Task prompt
Your task is to repeat all of the material exactly.

Raw data
--- start ---

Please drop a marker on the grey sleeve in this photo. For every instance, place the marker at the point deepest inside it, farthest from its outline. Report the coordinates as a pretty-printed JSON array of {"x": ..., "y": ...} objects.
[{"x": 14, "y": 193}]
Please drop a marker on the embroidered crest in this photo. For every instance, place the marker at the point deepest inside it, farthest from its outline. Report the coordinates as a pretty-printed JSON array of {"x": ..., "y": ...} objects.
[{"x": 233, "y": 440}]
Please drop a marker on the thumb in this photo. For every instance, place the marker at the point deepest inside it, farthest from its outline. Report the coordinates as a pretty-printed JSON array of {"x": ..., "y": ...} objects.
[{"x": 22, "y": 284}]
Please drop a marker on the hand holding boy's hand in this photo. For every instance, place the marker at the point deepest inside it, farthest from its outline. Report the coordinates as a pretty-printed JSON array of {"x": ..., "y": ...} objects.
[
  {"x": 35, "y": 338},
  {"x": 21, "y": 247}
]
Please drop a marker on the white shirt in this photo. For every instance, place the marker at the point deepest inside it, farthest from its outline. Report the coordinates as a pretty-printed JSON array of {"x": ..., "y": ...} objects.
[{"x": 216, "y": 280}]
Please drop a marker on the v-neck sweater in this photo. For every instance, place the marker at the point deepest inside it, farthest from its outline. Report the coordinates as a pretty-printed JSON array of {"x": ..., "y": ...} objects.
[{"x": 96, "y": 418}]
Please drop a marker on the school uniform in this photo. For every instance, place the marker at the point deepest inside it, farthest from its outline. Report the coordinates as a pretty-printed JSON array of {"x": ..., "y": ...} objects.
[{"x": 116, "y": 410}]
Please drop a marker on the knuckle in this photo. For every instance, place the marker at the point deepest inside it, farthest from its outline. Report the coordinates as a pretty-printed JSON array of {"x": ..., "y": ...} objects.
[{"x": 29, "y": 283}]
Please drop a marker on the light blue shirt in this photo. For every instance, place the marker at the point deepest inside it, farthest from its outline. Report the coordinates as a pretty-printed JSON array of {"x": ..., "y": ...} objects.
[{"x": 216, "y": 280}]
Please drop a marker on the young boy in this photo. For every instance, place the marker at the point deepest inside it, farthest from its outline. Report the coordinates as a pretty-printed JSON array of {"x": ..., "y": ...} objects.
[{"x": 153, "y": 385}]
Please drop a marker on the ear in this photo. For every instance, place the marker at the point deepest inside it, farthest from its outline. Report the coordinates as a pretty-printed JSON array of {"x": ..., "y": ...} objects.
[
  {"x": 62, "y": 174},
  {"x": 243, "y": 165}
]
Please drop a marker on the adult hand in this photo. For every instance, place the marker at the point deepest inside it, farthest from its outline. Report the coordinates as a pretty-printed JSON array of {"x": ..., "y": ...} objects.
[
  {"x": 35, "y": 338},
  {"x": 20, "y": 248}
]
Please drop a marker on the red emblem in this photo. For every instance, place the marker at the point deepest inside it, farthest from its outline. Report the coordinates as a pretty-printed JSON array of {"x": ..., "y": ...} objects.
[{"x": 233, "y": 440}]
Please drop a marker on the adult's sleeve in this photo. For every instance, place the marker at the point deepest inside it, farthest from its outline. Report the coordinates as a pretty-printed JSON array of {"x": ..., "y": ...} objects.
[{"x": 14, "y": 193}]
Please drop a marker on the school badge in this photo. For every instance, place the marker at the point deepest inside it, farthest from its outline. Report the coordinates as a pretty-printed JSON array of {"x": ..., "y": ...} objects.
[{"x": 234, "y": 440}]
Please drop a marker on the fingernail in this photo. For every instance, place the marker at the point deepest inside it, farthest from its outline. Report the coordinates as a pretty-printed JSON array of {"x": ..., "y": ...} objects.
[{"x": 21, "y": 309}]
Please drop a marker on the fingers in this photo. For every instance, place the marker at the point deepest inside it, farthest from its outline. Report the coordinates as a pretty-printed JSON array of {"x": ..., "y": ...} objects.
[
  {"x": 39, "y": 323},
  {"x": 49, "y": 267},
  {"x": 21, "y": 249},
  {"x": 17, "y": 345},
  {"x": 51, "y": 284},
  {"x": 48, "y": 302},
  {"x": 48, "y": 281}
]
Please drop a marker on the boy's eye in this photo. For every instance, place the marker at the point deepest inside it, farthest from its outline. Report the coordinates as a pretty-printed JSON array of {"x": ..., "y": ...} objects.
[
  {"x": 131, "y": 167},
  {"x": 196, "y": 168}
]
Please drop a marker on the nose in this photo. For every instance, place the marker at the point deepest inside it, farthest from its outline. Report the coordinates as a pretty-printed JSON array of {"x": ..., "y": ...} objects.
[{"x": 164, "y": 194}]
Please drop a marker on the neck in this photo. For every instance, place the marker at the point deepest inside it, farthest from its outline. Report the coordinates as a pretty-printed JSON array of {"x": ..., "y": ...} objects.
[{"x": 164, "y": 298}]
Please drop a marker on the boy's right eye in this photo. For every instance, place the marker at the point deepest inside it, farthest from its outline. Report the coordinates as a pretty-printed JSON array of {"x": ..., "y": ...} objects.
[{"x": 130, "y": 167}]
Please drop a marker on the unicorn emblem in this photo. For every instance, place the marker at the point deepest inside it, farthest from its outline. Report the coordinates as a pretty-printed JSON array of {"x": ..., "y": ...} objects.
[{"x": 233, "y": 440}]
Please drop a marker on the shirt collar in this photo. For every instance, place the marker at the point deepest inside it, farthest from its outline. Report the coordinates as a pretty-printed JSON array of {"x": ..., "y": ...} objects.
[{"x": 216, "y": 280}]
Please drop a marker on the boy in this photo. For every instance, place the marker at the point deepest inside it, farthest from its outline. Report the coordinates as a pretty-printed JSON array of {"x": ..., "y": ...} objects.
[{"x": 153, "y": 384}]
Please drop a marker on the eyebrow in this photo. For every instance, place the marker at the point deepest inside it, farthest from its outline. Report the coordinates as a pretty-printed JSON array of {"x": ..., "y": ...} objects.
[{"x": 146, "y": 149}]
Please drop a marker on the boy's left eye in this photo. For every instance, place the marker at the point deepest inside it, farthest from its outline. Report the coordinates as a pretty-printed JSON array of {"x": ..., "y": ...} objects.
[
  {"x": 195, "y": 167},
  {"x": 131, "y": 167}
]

--- end ---

Output of the task
Please drop a marker on the grey sleeve in this photo. For every instance, place the marker at the point deepest inside it, farthest from its outline. Report the coordinates as a pretty-printed JSON array of {"x": ..., "y": ...} objects.
[{"x": 14, "y": 193}]
Please drop a marker on the embroidered crest in this photo. For every instance, place the marker at the point deepest inside it, farthest from its outline. Report the coordinates as a pretty-printed JSON array of {"x": ..., "y": ...} objects.
[{"x": 233, "y": 440}]
Please drop a marker on the thumb in this photo. For every instance, place the marker at the point deepest inside it, farthest from its outline. Report the coordinates as a pretty-printed JSON array of {"x": ..., "y": ...} objects.
[{"x": 22, "y": 284}]
Please drop a marker on the hand holding boy's hand in this photo. For every instance, place the marker at the point deepest inside it, farthest from its outline. Report the coordinates as a pretty-printed JSON array of {"x": ..., "y": ...} objects.
[
  {"x": 35, "y": 338},
  {"x": 21, "y": 247}
]
Please drop a marker on the white shirt in this photo. For every instance, place the marker at the point deepest inside it, farthest from its outline. Report the coordinates as a pretty-printed JSON array of {"x": ..., "y": ...} objects.
[{"x": 216, "y": 280}]
Please drop a marker on the v-neck sweater in this photo. For every instance, place the marker at the point deepest inside it, farthest from its outline. Report the coordinates as a pretty-printed JSON array of {"x": ..., "y": ...} objects.
[{"x": 96, "y": 418}]
Please drop a marker on the school uniform in this photo. For every instance, place the marker at the point deepest inside it, farthest from its outline. Report the coordinates as a pretty-printed JSON array of {"x": ..., "y": ...} objects.
[{"x": 116, "y": 410}]
Please drop a marker on the knuckle in this photo. For every instance, place the marker at the point deepest inside it, farthest from its outline. Report the coordinates as a pretty-printed JSON array of {"x": ..., "y": ...} objects.
[{"x": 29, "y": 283}]
Please drop a marker on the light blue shirt in this photo. For every instance, place the marker at the point deepest inside it, farthest from its outline. Report the coordinates as a pretty-printed JSON array of {"x": ..., "y": ...} objects.
[{"x": 216, "y": 280}]
Please drop a marker on the young boy in this photo. For every instance, place the marker at the point deepest inside it, farthest from its outline. Report the coordinates as a pretty-printed JSON array of {"x": ..., "y": ...} objects.
[{"x": 153, "y": 385}]
Please drop a marker on the ear in this photo. For every instance, place the marker at the point deepest inside it, farthest from its outline. Report the coordinates as a pretty-printed JSON array of {"x": ..., "y": ...} objects.
[
  {"x": 62, "y": 174},
  {"x": 243, "y": 165}
]
Please drop a marker on the adult hand in this photo. For every instance, place the marker at the point deepest inside it, farthest from its outline. Report the coordinates as a pretty-printed JSON array of {"x": ..., "y": ...} objects.
[
  {"x": 35, "y": 338},
  {"x": 20, "y": 248}
]
Please drop a marker on the red emblem in this photo. For every instance, place the marker at the point deepest inside it, farthest from its outline. Report the coordinates as a pretty-printed JSON array of {"x": ..., "y": ...} objects.
[{"x": 233, "y": 440}]
Please drop a marker on the adult's sleeve in this photo. For every instance, place the marker at the point deepest inside it, farthest from its outline. Report the coordinates as a pretty-printed JSON array of {"x": ..., "y": ...} objects.
[{"x": 14, "y": 193}]
Please drop a marker on the school badge in this photo. For every instance, place the marker at the point deepest inside it, farthest from its outline. Report the coordinates as a pretty-printed JSON array of {"x": ..., "y": ...} objects.
[{"x": 234, "y": 440}]
Please drop a marker on the fingernail in this photo. For every instance, place the marker at the point deepest inside it, farthest from its outline. Report the coordinates as a pretty-printed JSON array of {"x": ..., "y": ...} objects.
[{"x": 21, "y": 309}]
Please drop a marker on the fingers in this photo. For every instance, place the marker at the point deepest inside it, farthest from its outline. Report the coordinates as a pretty-printed JSON array of {"x": ..., "y": ...} objects.
[
  {"x": 39, "y": 323},
  {"x": 49, "y": 267},
  {"x": 21, "y": 249},
  {"x": 17, "y": 345},
  {"x": 51, "y": 284},
  {"x": 48, "y": 302},
  {"x": 48, "y": 281}
]
Please drop a marker on the boy's eye in this photo. For every instance, place the marker at the point deepest inside it, farthest from its outline. Report the coordinates as a pretty-printed JSON array of {"x": ..., "y": ...} objects.
[
  {"x": 131, "y": 167},
  {"x": 196, "y": 168}
]
Please drop a marker on the nose in this photo. For every instance, place the marker at the point deepest inside it, farthest from its outline. Report the coordinates as a pretty-printed JSON array of {"x": ..., "y": ...} objects.
[{"x": 164, "y": 194}]
Please drop a marker on the neck in this photo. For every instance, place the marker at the point deepest inside it, farthest from its outline. Report the coordinates as a pretty-printed JSON array of {"x": ..., "y": ...} objects.
[{"x": 164, "y": 298}]
Please drop a marker on the boy's right eye in this photo. For every instance, place the marker at the point deepest inside it, farthest from its outline. Report the coordinates as a pretty-printed JSON array of {"x": ..., "y": ...} objects.
[{"x": 130, "y": 167}]
Please drop a marker on the unicorn emblem in this photo. For every instance, place the marker at the point deepest inside it, farthest from its outline. Report the coordinates as a pretty-printed JSON array of {"x": ..., "y": ...} objects.
[{"x": 233, "y": 440}]
Please drop a marker on the shirt collar in this photo. For every instance, place the marker at the point deepest inside it, farthest from its outline. Report the coordinates as a pretty-printed JSON array of {"x": ..., "y": ...} objects.
[{"x": 216, "y": 280}]
Please drop a marker on the boy in this photo. For every instance, place the marker at the point deepest inside it, farthest from its outline. Report the coordinates as a pretty-printed JSON array of {"x": ..., "y": ...} objects.
[{"x": 153, "y": 384}]
Please drop a marker on the eyebrow in this photo. For every instance, place the marker at the point deepest inside it, farthest from its outline. Report the coordinates as a pretty-printed JSON array of {"x": ..., "y": ...} objects.
[{"x": 146, "y": 149}]
Please drop a marker on the boy's left eye in this photo. For every instance, place the marker at the point deepest inside it, farthest from its outline. Report the coordinates as a pretty-printed JSON array of {"x": ..., "y": ...} objects.
[
  {"x": 195, "y": 167},
  {"x": 131, "y": 167}
]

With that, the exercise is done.